*GIVEN PASSAGE:*
>>

Chain Rule in Differentiation with Examples

Here you will learn what is chain rule in differentiation with examples.

Let’s begin –

Chain Rule in Differentiation

If f(x) and g(x) are differentiable functions, then fog is also differentiable and

(fog)'(x) = f'(x) = f'(g(x)) g'(x)

or, $d\over dx$ {(fog) (x)} = $d\over d g(x)$ {(fog) (x)} $d\over dx$ (g(x)).

Remark 1 : The above rule can also be restated as follows :

If z = f(y) and y = g(x), then $dz\over dx$ = $dz\over dy$.$dy\over dx$

Derivative of z with respect to x = (Derivative of z with respect to y) $\times$ (Derivative of y with respect to x)

Remark 2 : This chain rule can be extended further.

Derivative of z with respect to x = (Derivative of z with respect to u) $\times$ (Derivative of u with respect to v) $\times$ (Derivatve of v with respect to x)

Example 1 : Differentiate $sin(x^2 + 1)$ with respect to x.

Solution : Let y = $sin(x^2 + 1)$. Putting u = $x^2 + 1$ , we get

y = sin u and u = $x^2 + 1$

$\therefore$  $dy\over du$ = cosu and $du\over dx$ = 2x

Now, $dy\over dx$ = $dy\over du$ $\times$ $du\over dx$

$\implies$ $dy\over dx$ = (cos u)2x = 2x $cos (x^2 + 1)$

Hence, $d\over dx$ [$sin(x^2+1)$] = 2x $cos (x^2 + 1)$

Example 2 : Differentiate $e^{sinx}$ with respect to x.

Solution : Let y = $e^{sinx}$. Putting u = sinx , we get

y = $e^u$ and u = sinx

$\therefore$  $dy\over du$ = $e^u$ and $du\over dx$ = cosx

Now, $dy\over dx$ = $dy\over du$ $\times$ $du\over dx$

$\implies$ $dy\over dx$ = $e^u$cosx = $e^{sinx}$cosx

Hence, $d\over dx$ [$e^{sinx}$] = $e^{sinx}$cosx

Example 3 : Differentiate log sinx with respect to x.

Solution : Let y = log u. Putting u = sinx , we get

y = log u and u = sinx

$\therefore$  $dy\over du$ = $1\over u$ and $du\over dx$ = cosx

Now, $dy\over dx$ = $dy\over du$ $\times$ $du\over dx$

$\implies$ $dy\over dx$ = $1\over u$cosx = $1\over sinx$cosx = cotx

Hence, $d\over dx$ [log sinx] = cotx

<<

*THE EXERCISE:* For each statement, say yes or no to whether it agrees with the passage on the chain rule, and quote the words from the passage that settle it: (a) if f(x) and g(x) are differentiable, fog is differentiable too; (b) Remark 2 says the chain rule cannot be extended any further; (c) in Example 2, u is set equal to sinx. These items have nothing to do with the passage on the chain rule.

(Region annotation items)
>>

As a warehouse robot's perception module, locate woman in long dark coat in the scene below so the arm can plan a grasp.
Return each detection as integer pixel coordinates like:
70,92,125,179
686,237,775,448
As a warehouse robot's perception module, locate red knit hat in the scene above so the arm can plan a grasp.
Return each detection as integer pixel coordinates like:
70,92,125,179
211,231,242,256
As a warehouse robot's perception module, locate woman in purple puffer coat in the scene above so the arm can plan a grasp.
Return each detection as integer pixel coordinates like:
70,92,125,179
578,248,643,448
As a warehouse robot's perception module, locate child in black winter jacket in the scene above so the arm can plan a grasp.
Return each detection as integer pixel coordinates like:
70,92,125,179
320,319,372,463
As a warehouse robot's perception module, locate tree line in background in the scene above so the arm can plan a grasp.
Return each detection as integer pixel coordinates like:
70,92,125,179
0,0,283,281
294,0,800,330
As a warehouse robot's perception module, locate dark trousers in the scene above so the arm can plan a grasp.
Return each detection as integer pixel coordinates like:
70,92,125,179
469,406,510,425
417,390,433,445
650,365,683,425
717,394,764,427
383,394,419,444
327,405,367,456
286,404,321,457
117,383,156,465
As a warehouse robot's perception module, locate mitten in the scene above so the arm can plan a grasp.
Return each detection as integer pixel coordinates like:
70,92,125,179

<<

*COMPLETE RESPONSE:*
(a) Yes: "If f(x) and g(x) are differentiable functions, then fog is also differentiable"
(b) No: "This chain rule can be extended further."
(c) Yes: "Putting u = sinx , we get"